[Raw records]
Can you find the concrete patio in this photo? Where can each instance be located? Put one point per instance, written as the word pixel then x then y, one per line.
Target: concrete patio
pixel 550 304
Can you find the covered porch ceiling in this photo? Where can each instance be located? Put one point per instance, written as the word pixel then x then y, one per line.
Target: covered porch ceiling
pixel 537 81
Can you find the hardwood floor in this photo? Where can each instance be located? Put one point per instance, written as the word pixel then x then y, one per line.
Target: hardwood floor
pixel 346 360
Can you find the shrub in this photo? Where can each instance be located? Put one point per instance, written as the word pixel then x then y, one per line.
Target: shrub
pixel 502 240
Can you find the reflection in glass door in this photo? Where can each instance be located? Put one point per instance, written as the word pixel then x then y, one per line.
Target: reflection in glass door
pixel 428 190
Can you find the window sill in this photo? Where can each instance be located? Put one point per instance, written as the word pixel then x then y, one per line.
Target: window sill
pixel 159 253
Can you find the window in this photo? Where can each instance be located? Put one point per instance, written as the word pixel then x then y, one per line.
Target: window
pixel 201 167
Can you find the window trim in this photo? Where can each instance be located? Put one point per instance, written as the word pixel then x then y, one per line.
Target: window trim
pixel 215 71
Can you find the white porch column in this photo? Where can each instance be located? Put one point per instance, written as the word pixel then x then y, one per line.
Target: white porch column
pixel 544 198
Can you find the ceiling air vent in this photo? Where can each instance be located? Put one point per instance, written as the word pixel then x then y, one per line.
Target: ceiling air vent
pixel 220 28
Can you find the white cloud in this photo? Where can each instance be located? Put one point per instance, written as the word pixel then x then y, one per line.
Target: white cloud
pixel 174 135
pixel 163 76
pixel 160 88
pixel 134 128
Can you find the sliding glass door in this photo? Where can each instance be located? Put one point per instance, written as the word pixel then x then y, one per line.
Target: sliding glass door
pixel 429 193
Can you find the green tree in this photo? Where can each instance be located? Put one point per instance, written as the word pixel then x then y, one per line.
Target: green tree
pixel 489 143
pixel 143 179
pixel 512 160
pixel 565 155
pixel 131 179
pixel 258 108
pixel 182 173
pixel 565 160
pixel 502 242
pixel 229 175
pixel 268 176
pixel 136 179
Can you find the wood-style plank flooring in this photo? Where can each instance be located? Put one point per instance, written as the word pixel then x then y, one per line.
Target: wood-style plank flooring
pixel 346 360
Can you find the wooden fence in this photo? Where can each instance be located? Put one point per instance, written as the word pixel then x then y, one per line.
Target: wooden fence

* Exercise objective
Repeat every line of the records above exactly.

* Correct response
Can you find the concrete patio in this photo? Where can each instance be located? Put one point per instance, written as the word pixel then x then y, one per line.
Target: concrete patio
pixel 550 304
Can you find the covered porch ceiling in this photo? Where can each instance be located? Put one point per instance, written as the word pixel then x then y, one per line.
Target: covered porch ceiling
pixel 537 81
Can you find the hardwood floor in this photo? Where can each instance be located? Put one point per instance, written as the word pixel then x then y, one per line.
Target: hardwood floor
pixel 346 360
Can you find the shrub in this photo? Where can each instance be located? Put one point per instance, written as the word pixel then x then y, one per line.
Target: shrub
pixel 502 240
Can you find the reflection in glass door in this photo? Where can each instance be located? Put one point per instance, written as the word pixel then x then y, one per line.
Target: reflection in glass door
pixel 428 190
Can you find the window sill in this photo? Where can each instance be located? Put one point per instance, written as the word pixel then x then y, one per line.
Target: window sill
pixel 159 253
Can you find the window in this photo? Where can each instance be located? Put one point per instance, written as the word pixel then x then y, one per line.
Target: window
pixel 201 167
Can you find the window trim in this photo? Where can each instance be located? Put one point per instance, written as the word pixel then x then y, one per line.
Target: window trim
pixel 215 71
Can you find the white porch column in this photo? Where can each instance be located? Put one point per instance, written as the word pixel then x then y, one per line.
Target: white porch column
pixel 544 198
Can you find the ceiling air vent in this photo? Where can each instance be located? Put one point per instance, written as the word pixel then x then y, one per line.
Target: ceiling air vent
pixel 220 28
Can you find the white cloud in this photo? Where can each instance be located? Put one point per instance, written as the word pixel then x then y, one per line.
Target: white cloud
pixel 174 135
pixel 163 76
pixel 160 88
pixel 134 128
Can you find the sliding glass door in this photo? Where can each instance be located? Put one point per instance, written as the word pixel then x then y, one per line.
Target: sliding glass door
pixel 429 193
Can you find the green tree in this photo? Where can each instance be located? Put one point per instance, written as the word pixel then x then y, one per line.
Target: green tree
pixel 489 143
pixel 143 179
pixel 512 160
pixel 565 155
pixel 131 179
pixel 258 108
pixel 182 173
pixel 565 160
pixel 502 242
pixel 229 175
pixel 268 176
pixel 136 179
Can you find the wood-style plank flooring in this photo? Where can each instance be located? Put one point per instance, written as the word pixel then x then y, one per line.
Target: wood-style plank flooring
pixel 346 360
Can you find the wooden fence in this photo? Where can each instance be located? Put one point per instance, written as the word pixel then x then y, one per line.
Target: wooden fence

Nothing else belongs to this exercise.